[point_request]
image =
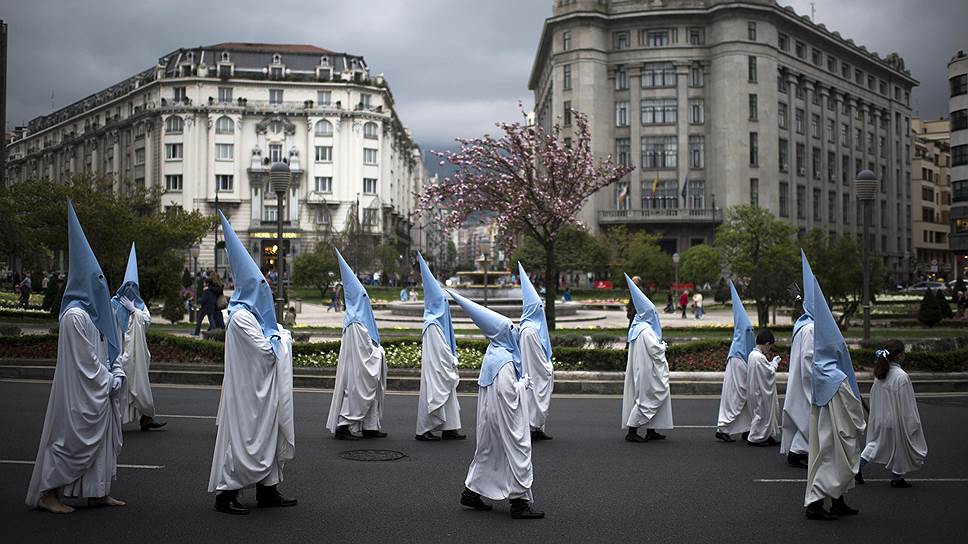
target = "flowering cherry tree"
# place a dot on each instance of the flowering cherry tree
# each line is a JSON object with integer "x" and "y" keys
{"x": 530, "y": 179}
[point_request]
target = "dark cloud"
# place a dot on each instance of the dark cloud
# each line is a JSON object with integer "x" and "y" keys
{"x": 455, "y": 67}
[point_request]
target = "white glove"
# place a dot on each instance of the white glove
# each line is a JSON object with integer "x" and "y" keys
{"x": 127, "y": 304}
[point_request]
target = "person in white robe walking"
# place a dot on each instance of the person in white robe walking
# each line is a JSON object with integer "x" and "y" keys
{"x": 81, "y": 438}
{"x": 501, "y": 468}
{"x": 356, "y": 410}
{"x": 734, "y": 412}
{"x": 133, "y": 320}
{"x": 836, "y": 419}
{"x": 763, "y": 403}
{"x": 646, "y": 401}
{"x": 256, "y": 433}
{"x": 536, "y": 355}
{"x": 796, "y": 403}
{"x": 437, "y": 405}
{"x": 895, "y": 437}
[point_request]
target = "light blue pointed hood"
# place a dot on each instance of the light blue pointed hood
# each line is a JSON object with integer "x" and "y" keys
{"x": 645, "y": 313}
{"x": 532, "y": 311}
{"x": 808, "y": 281}
{"x": 744, "y": 339}
{"x": 87, "y": 288}
{"x": 501, "y": 335}
{"x": 436, "y": 307}
{"x": 252, "y": 292}
{"x": 831, "y": 359}
{"x": 130, "y": 289}
{"x": 358, "y": 308}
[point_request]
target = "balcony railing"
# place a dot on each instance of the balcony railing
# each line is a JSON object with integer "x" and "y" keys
{"x": 661, "y": 215}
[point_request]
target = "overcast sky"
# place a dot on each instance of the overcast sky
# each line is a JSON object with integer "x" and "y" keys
{"x": 455, "y": 66}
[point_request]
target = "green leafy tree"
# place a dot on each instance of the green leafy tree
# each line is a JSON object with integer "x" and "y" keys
{"x": 759, "y": 251}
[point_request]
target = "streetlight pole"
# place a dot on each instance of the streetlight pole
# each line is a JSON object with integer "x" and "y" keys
{"x": 865, "y": 187}
{"x": 280, "y": 177}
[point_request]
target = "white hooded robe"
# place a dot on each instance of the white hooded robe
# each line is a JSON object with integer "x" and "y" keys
{"x": 437, "y": 407}
{"x": 256, "y": 433}
{"x": 535, "y": 363}
{"x": 647, "y": 401}
{"x": 361, "y": 383}
{"x": 894, "y": 434}
{"x": 81, "y": 439}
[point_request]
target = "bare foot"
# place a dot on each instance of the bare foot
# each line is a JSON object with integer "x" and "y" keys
{"x": 106, "y": 500}
{"x": 51, "y": 503}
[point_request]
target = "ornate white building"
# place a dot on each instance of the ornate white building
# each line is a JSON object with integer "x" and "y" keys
{"x": 204, "y": 123}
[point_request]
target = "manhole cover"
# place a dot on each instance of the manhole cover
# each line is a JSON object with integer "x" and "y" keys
{"x": 372, "y": 455}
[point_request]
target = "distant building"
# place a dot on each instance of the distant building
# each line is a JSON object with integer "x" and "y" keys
{"x": 719, "y": 103}
{"x": 204, "y": 124}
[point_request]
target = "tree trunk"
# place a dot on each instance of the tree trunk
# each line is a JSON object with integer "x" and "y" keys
{"x": 551, "y": 284}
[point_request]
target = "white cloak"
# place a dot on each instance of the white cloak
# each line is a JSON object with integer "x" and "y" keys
{"x": 536, "y": 364}
{"x": 256, "y": 434}
{"x": 437, "y": 408}
{"x": 894, "y": 434}
{"x": 361, "y": 382}
{"x": 501, "y": 468}
{"x": 136, "y": 391}
{"x": 647, "y": 401}
{"x": 799, "y": 392}
{"x": 836, "y": 441}
{"x": 81, "y": 440}
{"x": 734, "y": 413}
{"x": 763, "y": 403}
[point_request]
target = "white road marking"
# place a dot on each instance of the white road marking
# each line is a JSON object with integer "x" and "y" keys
{"x": 144, "y": 467}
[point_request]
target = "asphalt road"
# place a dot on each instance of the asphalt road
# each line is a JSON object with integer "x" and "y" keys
{"x": 594, "y": 486}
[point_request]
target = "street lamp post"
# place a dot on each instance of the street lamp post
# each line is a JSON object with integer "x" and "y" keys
{"x": 865, "y": 187}
{"x": 280, "y": 177}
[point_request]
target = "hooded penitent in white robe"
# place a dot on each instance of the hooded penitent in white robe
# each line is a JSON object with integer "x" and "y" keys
{"x": 437, "y": 407}
{"x": 761, "y": 397}
{"x": 796, "y": 402}
{"x": 647, "y": 402}
{"x": 502, "y": 468}
{"x": 136, "y": 391}
{"x": 256, "y": 434}
{"x": 361, "y": 383}
{"x": 894, "y": 434}
{"x": 536, "y": 364}
{"x": 81, "y": 439}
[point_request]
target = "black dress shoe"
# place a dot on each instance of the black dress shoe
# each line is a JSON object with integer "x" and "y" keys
{"x": 343, "y": 433}
{"x": 538, "y": 434}
{"x": 521, "y": 509}
{"x": 470, "y": 499}
{"x": 227, "y": 502}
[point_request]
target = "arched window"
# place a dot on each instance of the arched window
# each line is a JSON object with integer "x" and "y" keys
{"x": 224, "y": 125}
{"x": 324, "y": 128}
{"x": 174, "y": 125}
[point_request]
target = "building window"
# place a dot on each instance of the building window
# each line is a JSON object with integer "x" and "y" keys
{"x": 621, "y": 114}
{"x": 174, "y": 125}
{"x": 658, "y": 74}
{"x": 659, "y": 111}
{"x": 324, "y": 128}
{"x": 324, "y": 153}
{"x": 173, "y": 152}
{"x": 324, "y": 184}
{"x": 697, "y": 151}
{"x": 224, "y": 152}
{"x": 659, "y": 152}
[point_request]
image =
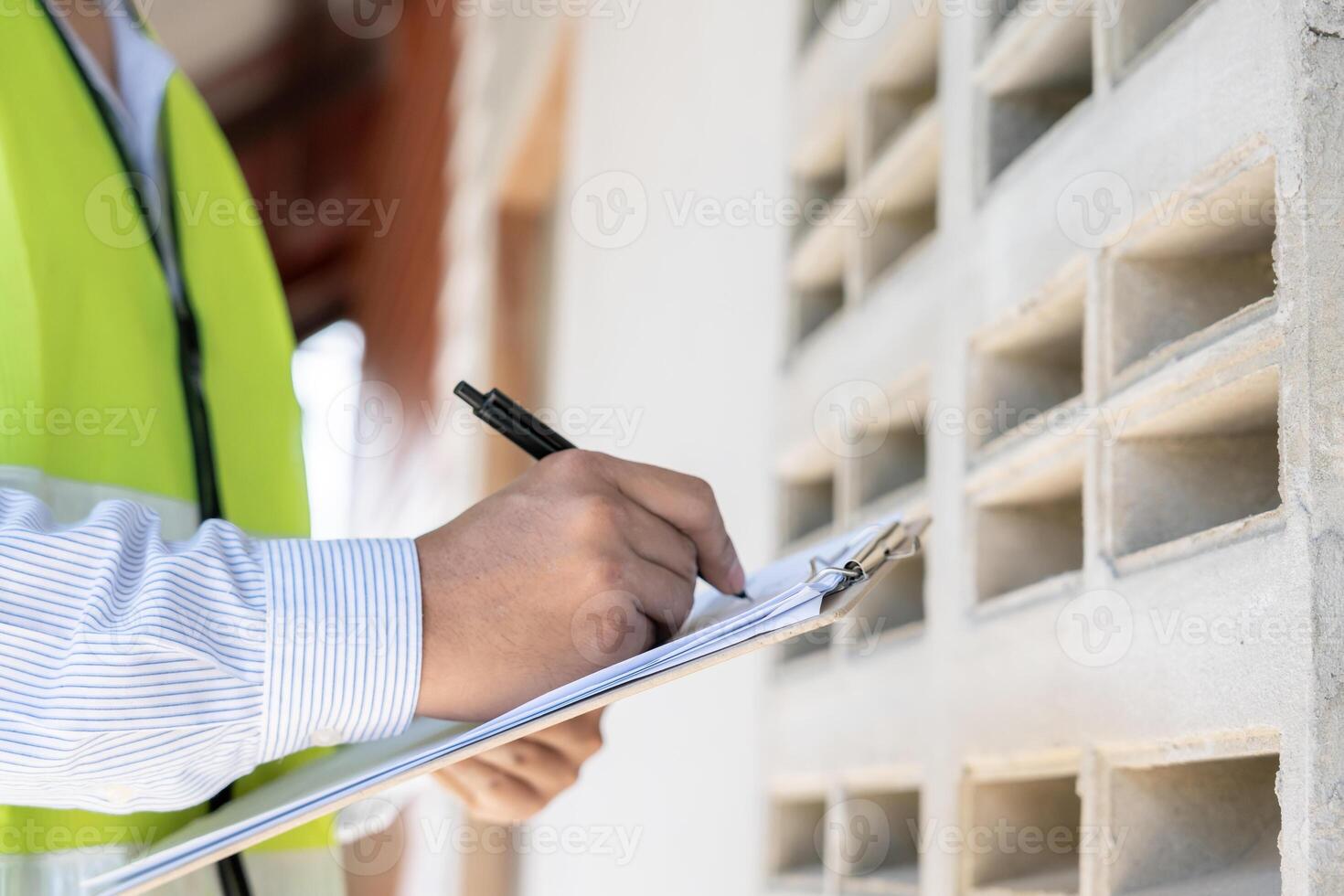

+-------+

* [TO DO]
Filter the data above and copy out every line that contains the string "lamp". Matching is case-sensitive.

* [EXERCISE RESULT]
target = "street lamp post"
# place a dot on each instance of the street lamp post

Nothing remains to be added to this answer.